Material for this exercise:
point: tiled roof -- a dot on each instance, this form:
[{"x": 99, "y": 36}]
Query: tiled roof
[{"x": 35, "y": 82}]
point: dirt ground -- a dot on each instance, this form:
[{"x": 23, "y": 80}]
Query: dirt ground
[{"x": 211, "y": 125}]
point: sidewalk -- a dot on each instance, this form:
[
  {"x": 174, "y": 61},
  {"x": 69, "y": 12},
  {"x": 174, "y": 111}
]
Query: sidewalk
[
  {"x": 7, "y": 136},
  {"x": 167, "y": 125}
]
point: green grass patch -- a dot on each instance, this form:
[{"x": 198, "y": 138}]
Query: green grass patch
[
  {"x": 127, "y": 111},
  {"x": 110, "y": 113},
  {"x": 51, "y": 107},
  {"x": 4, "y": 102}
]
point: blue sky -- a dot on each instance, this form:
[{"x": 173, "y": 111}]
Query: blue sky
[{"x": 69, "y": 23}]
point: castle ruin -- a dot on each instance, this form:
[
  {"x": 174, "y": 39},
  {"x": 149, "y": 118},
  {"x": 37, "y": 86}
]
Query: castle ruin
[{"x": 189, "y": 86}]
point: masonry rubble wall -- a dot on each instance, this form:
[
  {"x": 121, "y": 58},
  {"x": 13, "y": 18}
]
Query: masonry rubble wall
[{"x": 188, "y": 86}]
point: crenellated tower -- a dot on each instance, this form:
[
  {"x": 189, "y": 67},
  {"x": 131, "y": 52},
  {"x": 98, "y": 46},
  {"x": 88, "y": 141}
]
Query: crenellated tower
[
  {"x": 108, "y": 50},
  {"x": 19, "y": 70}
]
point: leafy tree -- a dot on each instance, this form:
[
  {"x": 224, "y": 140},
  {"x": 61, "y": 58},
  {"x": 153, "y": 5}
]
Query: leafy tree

What to produce: Repeat all of the records, letter for letter.

Written reply:
point: tiled roof -- a dot on each instance, this form:
[{"x": 99, "y": 36}]
Query: tiled roof
[{"x": 35, "y": 82}]
point: dirt ground -- a dot on each instance, this form:
[{"x": 23, "y": 80}]
Query: dirt ground
[{"x": 211, "y": 125}]
point: sidewalk -- a dot on each instance, this form:
[
  {"x": 174, "y": 61},
  {"x": 69, "y": 12},
  {"x": 174, "y": 111}
]
Query: sidewalk
[
  {"x": 7, "y": 136},
  {"x": 167, "y": 125}
]
point: green grass patch -- a dot on each instance, this form:
[{"x": 198, "y": 138}]
Query: green grass patch
[
  {"x": 127, "y": 111},
  {"x": 110, "y": 113},
  {"x": 51, "y": 107},
  {"x": 4, "y": 102}
]
point: blue sky -- a dot on each instance, this form:
[{"x": 173, "y": 111}]
Query: blue sky
[{"x": 69, "y": 23}]
point: castle ruin -- a dot on each instance, this form:
[
  {"x": 174, "y": 39},
  {"x": 149, "y": 118},
  {"x": 37, "y": 86}
]
Query: castle ruin
[{"x": 189, "y": 86}]
point: masonry rubble wall -- a dot on each instance, this form:
[
  {"x": 121, "y": 58},
  {"x": 13, "y": 18}
]
Query: masonry rubble wall
[{"x": 188, "y": 86}]
point: crenellated tower -- a dot on each instance, this form:
[
  {"x": 189, "y": 67},
  {"x": 131, "y": 52},
  {"x": 98, "y": 46},
  {"x": 88, "y": 141}
]
Query: crenellated tower
[
  {"x": 108, "y": 50},
  {"x": 19, "y": 70}
]
point: leafy tree -- a dot on each instance, this form:
[
  {"x": 224, "y": 140},
  {"x": 61, "y": 58},
  {"x": 153, "y": 5}
]
Query: leafy tree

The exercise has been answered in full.